== Required task ==
Gather every line in the rows below that contains the word "nose".

(Object point labels)

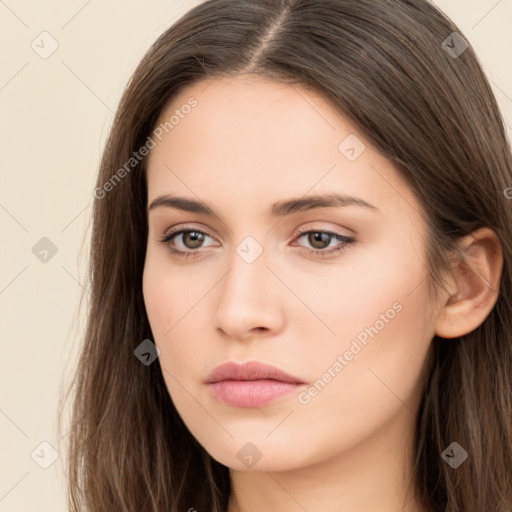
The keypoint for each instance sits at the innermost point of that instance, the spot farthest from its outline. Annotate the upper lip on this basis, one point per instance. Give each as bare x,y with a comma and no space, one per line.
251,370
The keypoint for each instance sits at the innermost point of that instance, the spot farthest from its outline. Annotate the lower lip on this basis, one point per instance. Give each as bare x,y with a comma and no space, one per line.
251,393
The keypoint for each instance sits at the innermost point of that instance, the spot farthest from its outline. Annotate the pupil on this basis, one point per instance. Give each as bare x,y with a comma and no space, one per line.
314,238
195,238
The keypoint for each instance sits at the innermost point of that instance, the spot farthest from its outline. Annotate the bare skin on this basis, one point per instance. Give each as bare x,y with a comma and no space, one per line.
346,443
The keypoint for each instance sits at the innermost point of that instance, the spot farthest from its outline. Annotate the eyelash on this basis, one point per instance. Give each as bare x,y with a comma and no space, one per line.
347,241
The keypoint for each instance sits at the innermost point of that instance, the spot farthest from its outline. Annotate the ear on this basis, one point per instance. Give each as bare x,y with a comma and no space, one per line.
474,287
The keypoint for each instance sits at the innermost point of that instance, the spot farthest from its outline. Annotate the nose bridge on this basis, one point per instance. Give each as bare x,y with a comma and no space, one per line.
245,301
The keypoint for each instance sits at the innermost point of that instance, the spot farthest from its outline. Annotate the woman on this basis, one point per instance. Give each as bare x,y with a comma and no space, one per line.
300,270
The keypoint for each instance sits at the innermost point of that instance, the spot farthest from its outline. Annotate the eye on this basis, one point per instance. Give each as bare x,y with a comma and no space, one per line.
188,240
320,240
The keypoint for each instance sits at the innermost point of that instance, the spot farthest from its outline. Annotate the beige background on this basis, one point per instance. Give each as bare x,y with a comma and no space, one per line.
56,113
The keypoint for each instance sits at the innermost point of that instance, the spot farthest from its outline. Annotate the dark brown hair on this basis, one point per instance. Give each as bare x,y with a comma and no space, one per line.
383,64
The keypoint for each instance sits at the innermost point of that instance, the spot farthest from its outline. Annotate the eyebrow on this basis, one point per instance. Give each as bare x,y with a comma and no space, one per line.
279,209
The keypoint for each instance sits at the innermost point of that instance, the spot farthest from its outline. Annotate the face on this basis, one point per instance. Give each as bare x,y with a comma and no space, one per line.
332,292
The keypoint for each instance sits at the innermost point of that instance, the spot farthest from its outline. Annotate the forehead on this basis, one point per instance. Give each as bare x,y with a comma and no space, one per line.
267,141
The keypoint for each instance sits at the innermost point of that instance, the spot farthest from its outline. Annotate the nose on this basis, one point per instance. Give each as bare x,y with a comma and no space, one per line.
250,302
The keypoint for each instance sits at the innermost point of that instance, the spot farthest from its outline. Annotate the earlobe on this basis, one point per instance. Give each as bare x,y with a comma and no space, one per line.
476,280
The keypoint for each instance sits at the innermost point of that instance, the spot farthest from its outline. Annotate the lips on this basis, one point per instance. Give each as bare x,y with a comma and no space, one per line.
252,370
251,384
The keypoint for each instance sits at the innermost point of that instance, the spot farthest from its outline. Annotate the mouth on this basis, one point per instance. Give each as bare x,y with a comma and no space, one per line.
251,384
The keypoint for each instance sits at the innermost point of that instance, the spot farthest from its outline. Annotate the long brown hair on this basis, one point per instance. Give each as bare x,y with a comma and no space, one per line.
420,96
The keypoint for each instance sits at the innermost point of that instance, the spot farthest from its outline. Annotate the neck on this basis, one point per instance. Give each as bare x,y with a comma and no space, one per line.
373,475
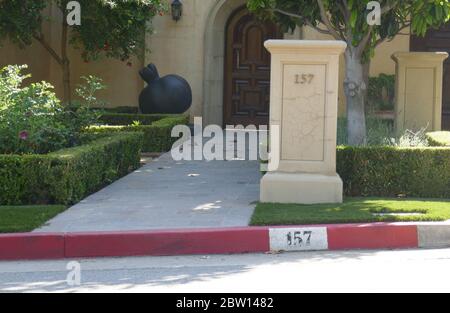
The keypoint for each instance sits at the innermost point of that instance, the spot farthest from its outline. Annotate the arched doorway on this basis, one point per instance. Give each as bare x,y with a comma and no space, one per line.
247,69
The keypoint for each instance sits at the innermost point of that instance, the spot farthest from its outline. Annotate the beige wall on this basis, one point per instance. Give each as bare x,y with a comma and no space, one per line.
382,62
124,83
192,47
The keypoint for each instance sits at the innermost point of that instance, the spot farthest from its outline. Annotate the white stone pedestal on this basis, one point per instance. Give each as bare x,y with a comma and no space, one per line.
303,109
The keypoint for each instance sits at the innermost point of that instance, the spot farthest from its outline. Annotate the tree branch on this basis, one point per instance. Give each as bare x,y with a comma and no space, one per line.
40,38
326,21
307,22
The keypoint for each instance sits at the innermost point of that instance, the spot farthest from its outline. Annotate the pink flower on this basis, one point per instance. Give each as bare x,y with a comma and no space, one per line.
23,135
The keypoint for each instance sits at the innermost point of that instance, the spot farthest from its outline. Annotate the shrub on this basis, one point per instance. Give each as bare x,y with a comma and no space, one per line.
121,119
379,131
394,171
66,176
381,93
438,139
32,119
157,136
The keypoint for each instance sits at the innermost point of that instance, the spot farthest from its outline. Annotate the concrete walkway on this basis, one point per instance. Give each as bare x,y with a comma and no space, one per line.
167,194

---

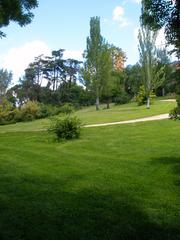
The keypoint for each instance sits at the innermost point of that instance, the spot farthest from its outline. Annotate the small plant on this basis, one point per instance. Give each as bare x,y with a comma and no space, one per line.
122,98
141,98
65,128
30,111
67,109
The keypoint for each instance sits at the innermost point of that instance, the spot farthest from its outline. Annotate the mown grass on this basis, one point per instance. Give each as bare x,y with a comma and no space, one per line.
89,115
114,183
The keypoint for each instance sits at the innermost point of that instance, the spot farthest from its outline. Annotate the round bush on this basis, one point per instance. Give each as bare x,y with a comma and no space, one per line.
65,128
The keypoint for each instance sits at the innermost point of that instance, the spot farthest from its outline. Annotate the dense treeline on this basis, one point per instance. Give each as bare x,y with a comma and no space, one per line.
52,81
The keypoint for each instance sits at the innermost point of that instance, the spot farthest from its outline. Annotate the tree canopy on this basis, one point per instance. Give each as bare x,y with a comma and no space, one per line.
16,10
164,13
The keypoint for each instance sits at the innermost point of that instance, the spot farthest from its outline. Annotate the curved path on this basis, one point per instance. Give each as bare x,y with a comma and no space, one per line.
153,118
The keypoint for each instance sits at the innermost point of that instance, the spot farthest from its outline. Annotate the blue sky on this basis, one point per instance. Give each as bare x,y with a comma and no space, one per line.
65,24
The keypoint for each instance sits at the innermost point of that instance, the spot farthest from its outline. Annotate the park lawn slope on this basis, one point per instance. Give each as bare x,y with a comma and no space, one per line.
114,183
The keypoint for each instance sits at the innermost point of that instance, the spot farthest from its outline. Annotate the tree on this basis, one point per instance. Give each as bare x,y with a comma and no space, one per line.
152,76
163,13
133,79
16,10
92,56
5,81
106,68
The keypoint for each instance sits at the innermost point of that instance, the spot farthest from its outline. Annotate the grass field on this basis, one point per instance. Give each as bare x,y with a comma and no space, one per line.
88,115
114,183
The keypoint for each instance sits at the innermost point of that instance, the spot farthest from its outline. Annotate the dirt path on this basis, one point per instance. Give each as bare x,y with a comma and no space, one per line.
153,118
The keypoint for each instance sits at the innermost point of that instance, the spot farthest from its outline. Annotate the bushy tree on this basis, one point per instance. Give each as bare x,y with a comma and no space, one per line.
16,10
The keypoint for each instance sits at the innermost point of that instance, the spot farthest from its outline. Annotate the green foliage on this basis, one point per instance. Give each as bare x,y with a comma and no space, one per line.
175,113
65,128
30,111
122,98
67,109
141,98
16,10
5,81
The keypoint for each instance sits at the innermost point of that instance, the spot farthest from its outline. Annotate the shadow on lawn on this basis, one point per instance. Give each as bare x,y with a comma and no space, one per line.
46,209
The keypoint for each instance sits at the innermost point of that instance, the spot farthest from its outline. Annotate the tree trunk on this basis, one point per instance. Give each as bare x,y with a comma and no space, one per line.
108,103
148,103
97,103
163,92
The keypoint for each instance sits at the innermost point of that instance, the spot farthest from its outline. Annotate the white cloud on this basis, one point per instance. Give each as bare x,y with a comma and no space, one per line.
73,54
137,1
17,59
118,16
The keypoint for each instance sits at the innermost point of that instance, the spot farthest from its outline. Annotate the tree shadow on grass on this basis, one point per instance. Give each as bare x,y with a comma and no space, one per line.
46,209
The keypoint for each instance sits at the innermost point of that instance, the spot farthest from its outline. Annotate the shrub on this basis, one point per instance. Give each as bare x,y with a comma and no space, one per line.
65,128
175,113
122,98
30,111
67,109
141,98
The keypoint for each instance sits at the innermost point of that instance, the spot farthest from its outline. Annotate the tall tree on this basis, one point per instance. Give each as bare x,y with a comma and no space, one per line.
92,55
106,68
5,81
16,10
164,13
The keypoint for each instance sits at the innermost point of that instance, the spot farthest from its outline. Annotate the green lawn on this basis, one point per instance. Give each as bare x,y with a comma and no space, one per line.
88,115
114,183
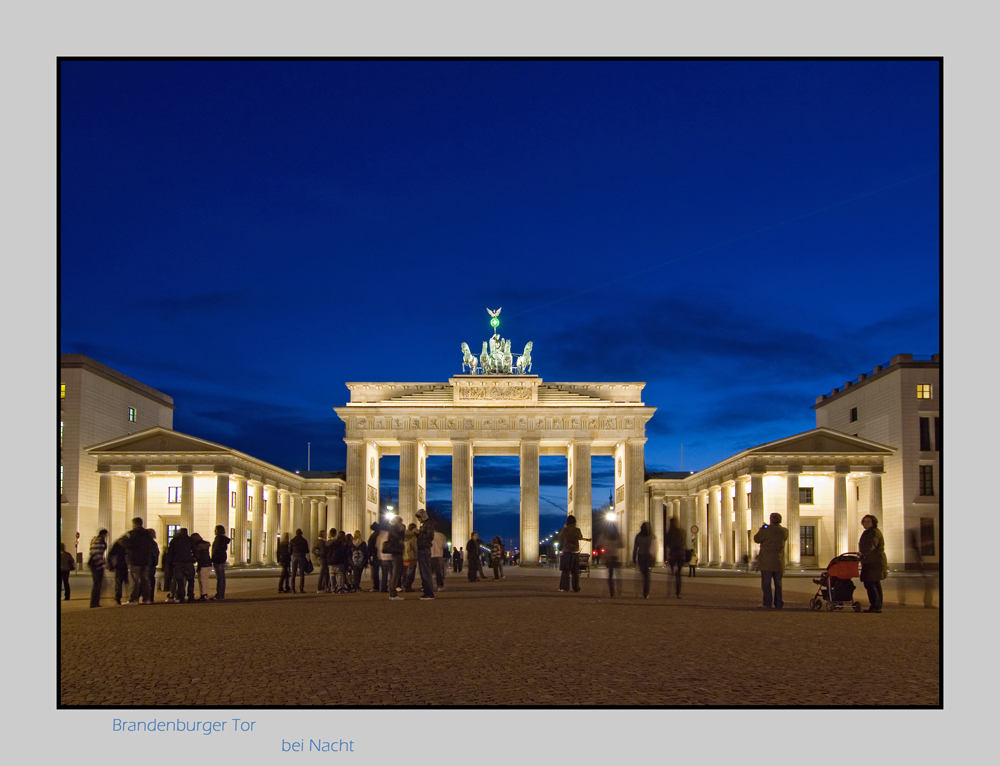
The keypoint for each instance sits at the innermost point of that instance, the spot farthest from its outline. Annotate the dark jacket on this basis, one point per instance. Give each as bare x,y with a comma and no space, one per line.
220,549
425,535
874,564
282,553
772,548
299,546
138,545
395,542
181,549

== Answer for this exercise ==
The keypoint for each instance sits at the innermost point of that instance, the spot farthest from its outline. Annotate the nose bridge on this basis, one point per instance. Give each as bare x,y with a comma and no space, one per line.
The keypoint for each instance sits at the innermost point of that instance, the spot farthest from its outline. Annotate the nose on this basis, one point per instance. Give each as bare x,y with a comma and no space, one per line.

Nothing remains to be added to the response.